- [Text excerpt]:
● ● ● ● ●
The Story
Why it exists.
The beginning
Vladimir is one of seven. Part of the inaugural collection that launched in 2019, named, each of them, for someone who mattered. Carine Roitfeld has never been subtle about her references. The name isn't metaphor. It's a person. And the fragrance carries that specificity: it doesn't ask to be understood universally. It asks to be recognized by whoever understands it. Pascal Gaurin built the composition around that idea, a scent that behaves like a private language, until it isn't.
What makes Vladimir interesting isn't any single note, it's the structural argument between them. Iris is cool, powdery, almost pharmaceutical in its precision. Leather is warm, animal, worn. These two shouldn't coexist gracefully, yet here they do. The composition stacks them: iris arrives first, then leather softens its edges, then both surrender to a cedar-amber base that holds everything in place. It's a pyramid that works like a negotiation, each layer gives ground, keeps going.
The evolution
The opening is all citrus, grapefruit and bergamot arriving bright, clean, almost astringent. French sage threads through with a green herbal quality that keeps the citrus from feeling like a cleaning product. This phase lasts maybe thirty minutes before the iris announces itself, and everything changes. The iris here is Iris tingitana, powdery, slightly woody, with a violet-adjacent softness that warms the whole composition. Leather arrives quietly at first, tanned and brown, then builds. Cedar follows. The incense and frankincense don't overpower, they add smoke, a thin veil of it, just enough to add depth without drama. By hour three, the leather and amber are doing the work. Vladimir settles into skin like a second layer. On fabric, it lasts into the next day.
● ● ● ● ●
Items from a dataset:
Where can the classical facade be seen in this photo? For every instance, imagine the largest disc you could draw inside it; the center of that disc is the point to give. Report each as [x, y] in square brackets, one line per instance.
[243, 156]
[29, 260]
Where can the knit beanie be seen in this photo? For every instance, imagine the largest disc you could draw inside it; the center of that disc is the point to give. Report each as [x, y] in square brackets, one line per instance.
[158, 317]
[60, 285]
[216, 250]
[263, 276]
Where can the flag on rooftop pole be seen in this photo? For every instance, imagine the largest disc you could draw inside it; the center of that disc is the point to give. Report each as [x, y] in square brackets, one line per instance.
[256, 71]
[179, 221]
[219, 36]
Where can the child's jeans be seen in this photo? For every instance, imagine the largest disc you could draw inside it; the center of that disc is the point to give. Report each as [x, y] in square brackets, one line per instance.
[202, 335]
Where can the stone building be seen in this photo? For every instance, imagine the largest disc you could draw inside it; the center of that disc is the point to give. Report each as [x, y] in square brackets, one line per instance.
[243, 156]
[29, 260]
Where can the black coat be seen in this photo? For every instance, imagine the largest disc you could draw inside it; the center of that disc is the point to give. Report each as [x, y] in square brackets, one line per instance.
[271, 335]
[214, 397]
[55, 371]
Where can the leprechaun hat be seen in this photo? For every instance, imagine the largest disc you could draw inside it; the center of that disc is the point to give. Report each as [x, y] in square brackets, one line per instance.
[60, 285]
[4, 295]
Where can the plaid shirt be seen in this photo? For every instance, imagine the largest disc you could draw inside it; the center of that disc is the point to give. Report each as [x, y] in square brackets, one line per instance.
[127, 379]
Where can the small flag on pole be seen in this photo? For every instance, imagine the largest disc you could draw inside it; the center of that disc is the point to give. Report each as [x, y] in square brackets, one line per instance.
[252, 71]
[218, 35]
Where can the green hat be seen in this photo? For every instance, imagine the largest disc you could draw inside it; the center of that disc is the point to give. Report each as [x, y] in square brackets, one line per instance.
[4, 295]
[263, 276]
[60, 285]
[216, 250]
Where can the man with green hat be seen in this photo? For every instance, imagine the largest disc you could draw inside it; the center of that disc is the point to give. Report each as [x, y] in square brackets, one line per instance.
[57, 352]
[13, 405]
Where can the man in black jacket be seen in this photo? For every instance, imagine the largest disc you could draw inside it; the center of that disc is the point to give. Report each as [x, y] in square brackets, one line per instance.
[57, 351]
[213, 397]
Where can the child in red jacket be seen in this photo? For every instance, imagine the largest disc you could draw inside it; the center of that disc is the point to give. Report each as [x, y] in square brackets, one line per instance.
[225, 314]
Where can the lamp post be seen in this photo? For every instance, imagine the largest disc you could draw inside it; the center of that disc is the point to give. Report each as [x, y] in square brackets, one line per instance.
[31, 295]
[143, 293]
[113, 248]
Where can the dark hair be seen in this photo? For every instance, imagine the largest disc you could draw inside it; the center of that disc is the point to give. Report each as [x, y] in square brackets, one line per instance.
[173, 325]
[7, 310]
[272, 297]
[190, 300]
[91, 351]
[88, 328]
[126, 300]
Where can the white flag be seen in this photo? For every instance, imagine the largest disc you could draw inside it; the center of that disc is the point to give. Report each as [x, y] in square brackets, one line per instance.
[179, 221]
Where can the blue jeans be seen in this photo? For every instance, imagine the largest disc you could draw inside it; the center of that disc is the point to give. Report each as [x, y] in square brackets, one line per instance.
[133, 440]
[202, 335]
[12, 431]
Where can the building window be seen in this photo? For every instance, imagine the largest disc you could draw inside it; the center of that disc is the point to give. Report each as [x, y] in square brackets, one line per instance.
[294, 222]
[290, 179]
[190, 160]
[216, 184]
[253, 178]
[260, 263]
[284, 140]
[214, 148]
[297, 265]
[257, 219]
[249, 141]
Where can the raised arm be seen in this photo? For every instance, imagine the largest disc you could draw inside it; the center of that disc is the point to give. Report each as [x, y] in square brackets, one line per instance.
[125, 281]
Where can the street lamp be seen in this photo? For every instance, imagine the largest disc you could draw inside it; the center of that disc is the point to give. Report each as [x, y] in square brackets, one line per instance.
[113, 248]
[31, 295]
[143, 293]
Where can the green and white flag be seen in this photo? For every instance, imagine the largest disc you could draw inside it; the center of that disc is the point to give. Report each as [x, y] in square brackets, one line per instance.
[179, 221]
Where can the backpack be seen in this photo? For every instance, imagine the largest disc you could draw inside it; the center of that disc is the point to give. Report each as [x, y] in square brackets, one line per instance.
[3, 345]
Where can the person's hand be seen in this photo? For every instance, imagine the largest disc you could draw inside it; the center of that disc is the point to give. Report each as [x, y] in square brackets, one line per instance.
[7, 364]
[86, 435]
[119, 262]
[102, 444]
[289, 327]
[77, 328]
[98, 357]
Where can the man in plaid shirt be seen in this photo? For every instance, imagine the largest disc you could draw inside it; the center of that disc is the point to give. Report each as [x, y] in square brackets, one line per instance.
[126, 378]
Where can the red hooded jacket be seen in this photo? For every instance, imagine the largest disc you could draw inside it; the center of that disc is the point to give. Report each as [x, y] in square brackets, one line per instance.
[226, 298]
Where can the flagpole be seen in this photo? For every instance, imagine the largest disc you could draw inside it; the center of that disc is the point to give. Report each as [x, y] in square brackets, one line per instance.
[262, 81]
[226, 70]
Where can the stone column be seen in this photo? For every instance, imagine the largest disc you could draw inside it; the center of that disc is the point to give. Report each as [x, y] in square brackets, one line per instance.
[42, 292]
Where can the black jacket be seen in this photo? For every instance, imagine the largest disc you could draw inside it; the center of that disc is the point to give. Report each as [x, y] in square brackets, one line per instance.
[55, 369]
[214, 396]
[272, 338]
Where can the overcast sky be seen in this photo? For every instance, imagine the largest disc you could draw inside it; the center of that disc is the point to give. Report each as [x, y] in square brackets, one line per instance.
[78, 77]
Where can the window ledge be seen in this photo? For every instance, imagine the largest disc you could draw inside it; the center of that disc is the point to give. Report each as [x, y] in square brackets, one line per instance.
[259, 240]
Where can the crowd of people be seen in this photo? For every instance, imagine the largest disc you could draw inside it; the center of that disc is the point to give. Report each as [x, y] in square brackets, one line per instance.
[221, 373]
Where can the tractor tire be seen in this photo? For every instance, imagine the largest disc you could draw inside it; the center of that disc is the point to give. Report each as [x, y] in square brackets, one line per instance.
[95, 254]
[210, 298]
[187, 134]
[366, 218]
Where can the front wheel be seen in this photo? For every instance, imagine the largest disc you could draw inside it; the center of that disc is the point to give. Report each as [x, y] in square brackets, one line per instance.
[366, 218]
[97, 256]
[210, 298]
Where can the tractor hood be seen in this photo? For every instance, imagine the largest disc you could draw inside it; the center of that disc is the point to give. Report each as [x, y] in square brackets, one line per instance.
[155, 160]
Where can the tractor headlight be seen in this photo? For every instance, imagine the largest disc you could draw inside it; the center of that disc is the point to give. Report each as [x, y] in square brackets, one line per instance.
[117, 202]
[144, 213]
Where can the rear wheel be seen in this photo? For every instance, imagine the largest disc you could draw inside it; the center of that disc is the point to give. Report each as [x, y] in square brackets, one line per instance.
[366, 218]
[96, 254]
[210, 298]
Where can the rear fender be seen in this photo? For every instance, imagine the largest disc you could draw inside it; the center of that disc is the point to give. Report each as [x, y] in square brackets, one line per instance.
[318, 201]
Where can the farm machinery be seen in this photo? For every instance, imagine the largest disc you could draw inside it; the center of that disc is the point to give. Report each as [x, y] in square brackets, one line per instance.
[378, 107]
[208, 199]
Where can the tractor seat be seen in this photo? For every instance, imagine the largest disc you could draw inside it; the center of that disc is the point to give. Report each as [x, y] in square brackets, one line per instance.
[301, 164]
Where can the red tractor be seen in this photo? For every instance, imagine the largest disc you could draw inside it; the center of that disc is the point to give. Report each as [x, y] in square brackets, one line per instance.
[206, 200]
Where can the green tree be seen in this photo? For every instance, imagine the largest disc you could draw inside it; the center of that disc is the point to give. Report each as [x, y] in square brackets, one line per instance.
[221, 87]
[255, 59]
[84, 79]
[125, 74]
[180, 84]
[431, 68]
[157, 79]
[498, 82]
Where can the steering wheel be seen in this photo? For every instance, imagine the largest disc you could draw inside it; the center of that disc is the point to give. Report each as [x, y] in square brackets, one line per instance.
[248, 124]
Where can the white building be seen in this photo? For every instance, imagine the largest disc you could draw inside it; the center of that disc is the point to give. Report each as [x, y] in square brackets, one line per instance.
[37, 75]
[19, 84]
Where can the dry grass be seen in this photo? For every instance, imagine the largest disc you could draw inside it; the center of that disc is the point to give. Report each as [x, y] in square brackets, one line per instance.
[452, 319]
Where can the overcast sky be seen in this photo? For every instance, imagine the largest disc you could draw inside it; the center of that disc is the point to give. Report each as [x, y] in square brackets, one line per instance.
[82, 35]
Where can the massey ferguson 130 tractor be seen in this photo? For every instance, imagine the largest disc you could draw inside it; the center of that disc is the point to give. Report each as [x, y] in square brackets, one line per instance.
● ● ● ● ●
- [Directions]:
[A] From the Vladimir fragrance text, copy the part that opens with the words containing "What makes Vladimir" and closes with "ground, keeps going.".
[B] According to the Vladimir fragrance text, how long does the citrus opening last before the iris comes through?

- [Answers to this exercise]:
[A]
What makes Vladimir interesting isn't any single note, it's the structural argument between them. Iris is cool, powdery, almost pharmaceutical in its precision. Leather is warm, animal, worn. These two shouldn't coexist gracefully, yet here they do. The composition stacks them: iris arrives first, then leather softens its edges, then both surrender to a cedar-amber base that holds everything in place. It's a pyramid that works like a negotiation, each layer gives ground, keeps going.

[B] Maybe thirty minutes.